Excerpt provided:
I also think this is the ideal venue for that discussion. Primary dealers are core to the mission of the New York Fed. As the “Selected Bank” operating in financial markets on behalf of the FOMC, we rely on our interactions with primary dealers to implement monetary policy.2 In doing so, we have a shared interest in the continued depth, breadth, and resiliency of the Treasury market. Ensuring that Treasury securities remain the safest and most liquid asset in the world not only enables us to implement monetary policy efficiently, but also is foundational to the safety and stability of our financial system—and indeed of markets around the world.

With that in mind, I will turn to the balance sheet.

But first, also to no one’s surprise, I will offer a disclaimer. These views are my own, and not those of the Federal Reserve Bank of New York, the Federal Reserve System, or any other organization.3

How Far We’ve Come

I’ll start with a brief review of our progress in reducing the size of the balance sheet to date. Since June 2022, we have been implementing the plan laid out by the FOMC in May of that year.4 Throughout this process, our policy implementation framework has been performing as expected, and it has allowed us to maintain strong control over interest rates.

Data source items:
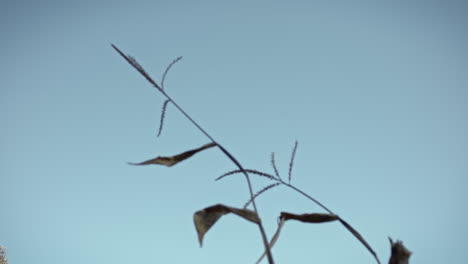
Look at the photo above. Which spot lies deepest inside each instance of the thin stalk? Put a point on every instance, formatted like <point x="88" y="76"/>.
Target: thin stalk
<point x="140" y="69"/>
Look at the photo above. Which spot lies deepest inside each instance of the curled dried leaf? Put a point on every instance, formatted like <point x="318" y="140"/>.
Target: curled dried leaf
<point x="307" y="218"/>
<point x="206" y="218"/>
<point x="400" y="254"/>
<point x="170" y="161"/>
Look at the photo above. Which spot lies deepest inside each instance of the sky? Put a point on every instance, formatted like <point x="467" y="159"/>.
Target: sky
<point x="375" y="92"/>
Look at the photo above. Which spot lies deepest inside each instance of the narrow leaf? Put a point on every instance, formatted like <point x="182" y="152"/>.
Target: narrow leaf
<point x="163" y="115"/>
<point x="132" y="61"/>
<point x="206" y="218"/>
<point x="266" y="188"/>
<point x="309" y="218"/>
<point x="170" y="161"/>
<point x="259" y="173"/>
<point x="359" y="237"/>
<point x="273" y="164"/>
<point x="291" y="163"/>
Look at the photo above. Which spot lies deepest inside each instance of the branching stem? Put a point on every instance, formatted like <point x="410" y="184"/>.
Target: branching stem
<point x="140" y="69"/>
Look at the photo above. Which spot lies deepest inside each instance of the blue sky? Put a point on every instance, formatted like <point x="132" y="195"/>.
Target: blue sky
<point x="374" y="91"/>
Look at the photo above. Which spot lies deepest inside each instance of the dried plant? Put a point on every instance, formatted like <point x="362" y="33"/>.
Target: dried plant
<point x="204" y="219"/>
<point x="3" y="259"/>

--

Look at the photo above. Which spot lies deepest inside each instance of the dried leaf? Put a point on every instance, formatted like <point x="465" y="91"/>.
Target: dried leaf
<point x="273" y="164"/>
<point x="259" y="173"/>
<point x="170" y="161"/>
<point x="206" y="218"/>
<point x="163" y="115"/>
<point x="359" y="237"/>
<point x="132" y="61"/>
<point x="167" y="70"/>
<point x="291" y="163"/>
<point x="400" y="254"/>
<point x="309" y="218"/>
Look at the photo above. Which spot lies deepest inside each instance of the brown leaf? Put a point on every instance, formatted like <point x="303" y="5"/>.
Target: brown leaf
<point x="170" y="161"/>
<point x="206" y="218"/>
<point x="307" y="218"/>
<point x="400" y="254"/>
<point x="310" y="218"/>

Questions to answer:
**a.** Copy the excerpt from "I’ll start with" through "over interest rates.", inclusive, changing "interest rates" to "borrowing costs".
**b.** According to the excerpt, since when has the plan laid out by the FOMC been implemented?
None of the data is needed for the work that follows.

Answers:
**a.**
I’ll start with a brief review of our progress in reducing the size of the balance sheet to date. Since June 2022, we have been implementing the plan laid out by the FOMC in May of that year.4 Throughout this process, our policy implementation framework has been performing as expected, and it has allowed us to maintain strong control over borrowing costs.

**b.** Since June 2022.